* BEGIN RECORDS FOR PROCESSING *
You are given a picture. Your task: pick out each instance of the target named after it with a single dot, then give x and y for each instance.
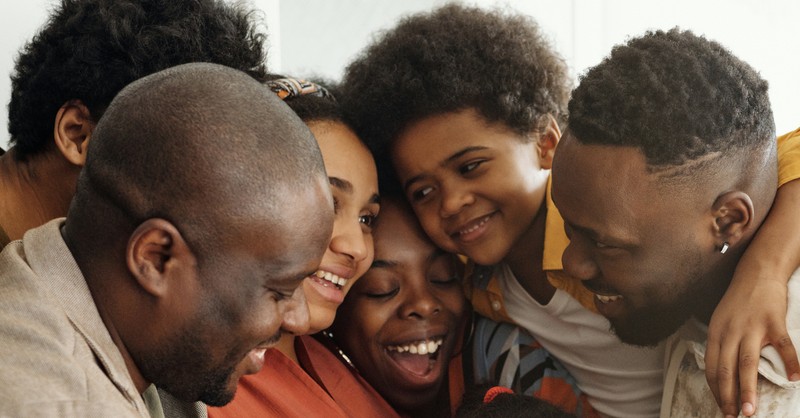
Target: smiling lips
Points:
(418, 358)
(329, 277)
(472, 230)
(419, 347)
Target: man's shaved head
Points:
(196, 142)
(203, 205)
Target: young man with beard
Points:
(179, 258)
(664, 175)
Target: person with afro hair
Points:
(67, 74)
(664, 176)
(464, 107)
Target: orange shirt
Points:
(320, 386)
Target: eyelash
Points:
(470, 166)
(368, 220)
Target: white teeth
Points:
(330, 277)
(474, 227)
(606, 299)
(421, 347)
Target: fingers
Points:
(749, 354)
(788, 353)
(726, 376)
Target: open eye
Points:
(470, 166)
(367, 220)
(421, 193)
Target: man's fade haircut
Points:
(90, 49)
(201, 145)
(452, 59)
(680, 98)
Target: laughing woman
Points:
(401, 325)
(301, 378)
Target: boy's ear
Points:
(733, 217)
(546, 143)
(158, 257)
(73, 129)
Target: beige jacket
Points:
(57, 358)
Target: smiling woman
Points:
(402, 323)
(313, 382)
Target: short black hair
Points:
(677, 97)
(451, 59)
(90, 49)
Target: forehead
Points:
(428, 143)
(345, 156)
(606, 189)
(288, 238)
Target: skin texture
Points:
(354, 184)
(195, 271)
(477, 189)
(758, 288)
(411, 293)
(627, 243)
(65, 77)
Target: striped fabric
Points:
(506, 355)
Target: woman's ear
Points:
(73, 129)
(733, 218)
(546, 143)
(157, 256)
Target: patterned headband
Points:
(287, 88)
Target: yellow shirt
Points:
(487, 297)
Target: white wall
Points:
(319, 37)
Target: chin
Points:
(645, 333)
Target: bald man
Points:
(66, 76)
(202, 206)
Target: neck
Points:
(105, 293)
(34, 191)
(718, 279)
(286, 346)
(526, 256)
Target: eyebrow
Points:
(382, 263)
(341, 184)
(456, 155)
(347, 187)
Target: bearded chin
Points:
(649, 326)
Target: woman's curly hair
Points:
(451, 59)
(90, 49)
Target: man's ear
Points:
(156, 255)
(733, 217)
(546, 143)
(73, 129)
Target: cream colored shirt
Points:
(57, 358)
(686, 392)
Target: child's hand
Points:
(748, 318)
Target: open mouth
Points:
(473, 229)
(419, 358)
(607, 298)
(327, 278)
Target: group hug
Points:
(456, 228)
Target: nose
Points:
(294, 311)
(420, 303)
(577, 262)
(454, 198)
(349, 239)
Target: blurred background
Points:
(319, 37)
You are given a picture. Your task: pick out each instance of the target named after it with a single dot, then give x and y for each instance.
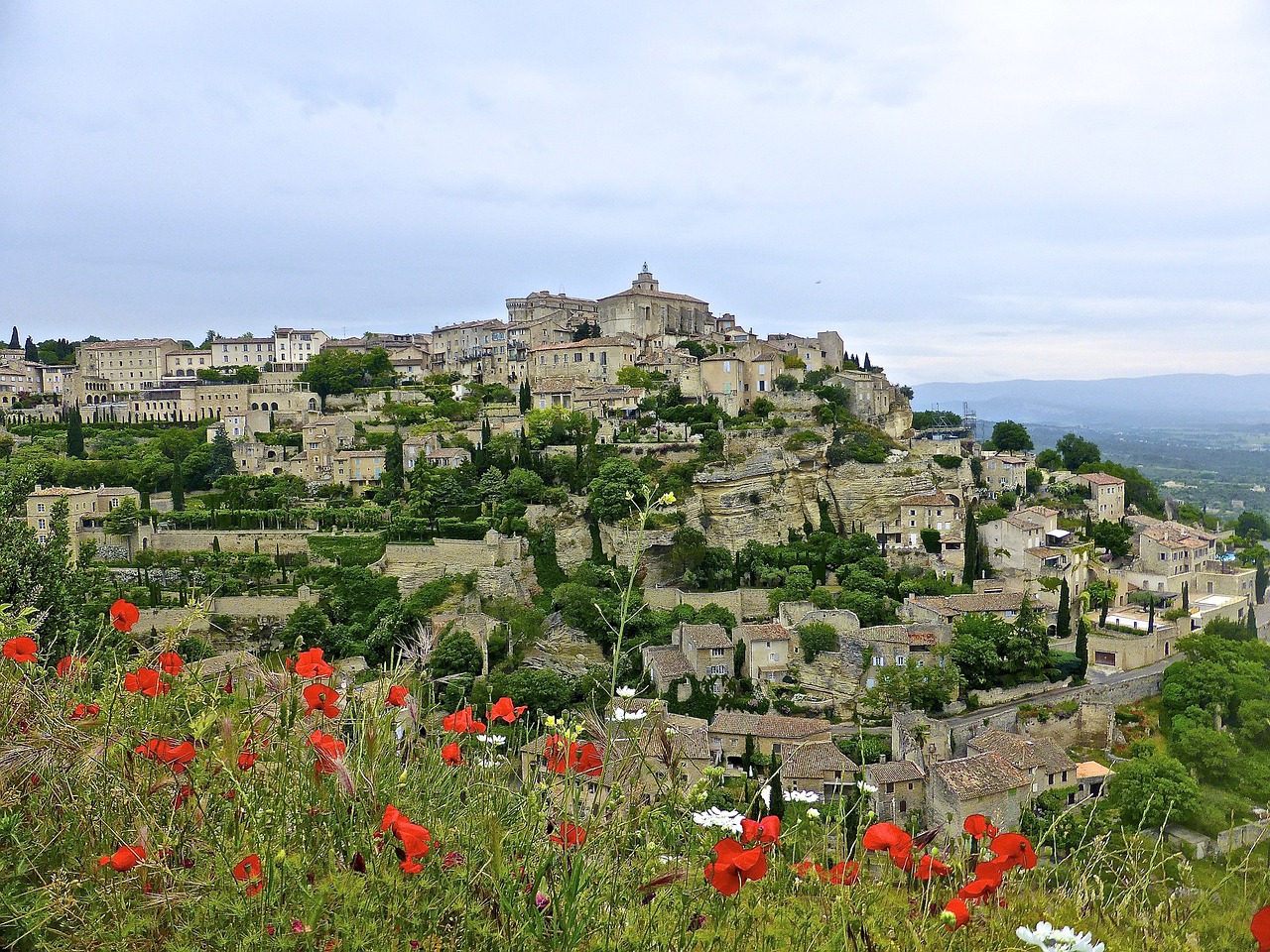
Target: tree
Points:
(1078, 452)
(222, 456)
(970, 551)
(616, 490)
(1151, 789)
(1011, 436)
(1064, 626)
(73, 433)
* END RECORDS FOR PROCESSING *
** SET PROBLEM **
Go through the data above and transcribe it in full, omitting any image.

** WRITTEN RESPONSE **
You are given a picture. Your task: pick out each instance of the target named after it with a single dot, then give x and y for each instance.
Target: smiling lips
Points:
(418, 358)
(329, 277)
(472, 230)
(419, 347)
Target: man's shaved head
Points:
(196, 142)
(203, 205)
Target: young man with beard
Points:
(179, 258)
(664, 175)
Target: person with afro hair
Points:
(67, 74)
(664, 176)
(464, 107)
Target: orange shirt
Points:
(320, 386)
Target: eyelash
Points:
(470, 166)
(368, 220)
Target: white teeth
Points:
(330, 277)
(474, 227)
(606, 299)
(421, 347)
Target: fingers
Points:
(749, 354)
(788, 353)
(726, 376)
Target: open eye
Points:
(470, 166)
(367, 220)
(421, 193)
Target: man's fade haircut
Points:
(90, 49)
(201, 145)
(452, 59)
(680, 98)
Target: laughing woman
Points:
(401, 325)
(301, 378)
Target: boy's ear
Points:
(733, 217)
(546, 143)
(158, 257)
(73, 129)
Target: beige jacket
Points:
(57, 358)
Target: smiling woman
Points:
(402, 323)
(313, 382)
Target: short black hair
Points:
(677, 97)
(451, 59)
(90, 49)
Target: forehead
Points:
(428, 143)
(345, 156)
(606, 189)
(288, 238)
Target: skin texture
Points:
(354, 184)
(195, 271)
(477, 189)
(758, 288)
(411, 293)
(627, 243)
(65, 77)
Target: striped fabric
Points:
(506, 355)
Target: woman's ear
Points:
(73, 129)
(733, 218)
(546, 143)
(157, 256)
Target: patterned headband
Points:
(287, 88)
Target: yellow shirt
Points:
(487, 297)
Target: white wall
Points:
(319, 37)
Target: chin
Points:
(645, 333)
Target: bald man
Points:
(66, 76)
(202, 206)
Target: neck
Points:
(105, 293)
(34, 191)
(718, 279)
(286, 346)
(526, 256)
Target: eyebrow
Points:
(382, 263)
(341, 184)
(456, 155)
(347, 187)
Target: bearded chin
Points:
(649, 326)
Target: woman's curly hair
Points:
(451, 59)
(90, 49)
Target: man's ear
Points:
(156, 255)
(733, 217)
(546, 143)
(73, 129)
Target: cream colored shirt
Points:
(57, 358)
(686, 392)
Target: child's hand
Points:
(748, 318)
Target: open mouth
Points:
(473, 229)
(419, 358)
(607, 298)
(327, 278)
Target: group hug
Points:
(456, 228)
Target: nose
Points:
(294, 311)
(420, 303)
(577, 262)
(454, 198)
(349, 239)
Target: blurred background
Points:
(319, 37)
You are given a picture. Your task: pick out each instance of the target named after it with a single dot, then give x and y for each instance.
Target: tree
Points:
(1078, 452)
(222, 456)
(970, 551)
(616, 490)
(1151, 789)
(1011, 436)
(1064, 626)
(73, 433)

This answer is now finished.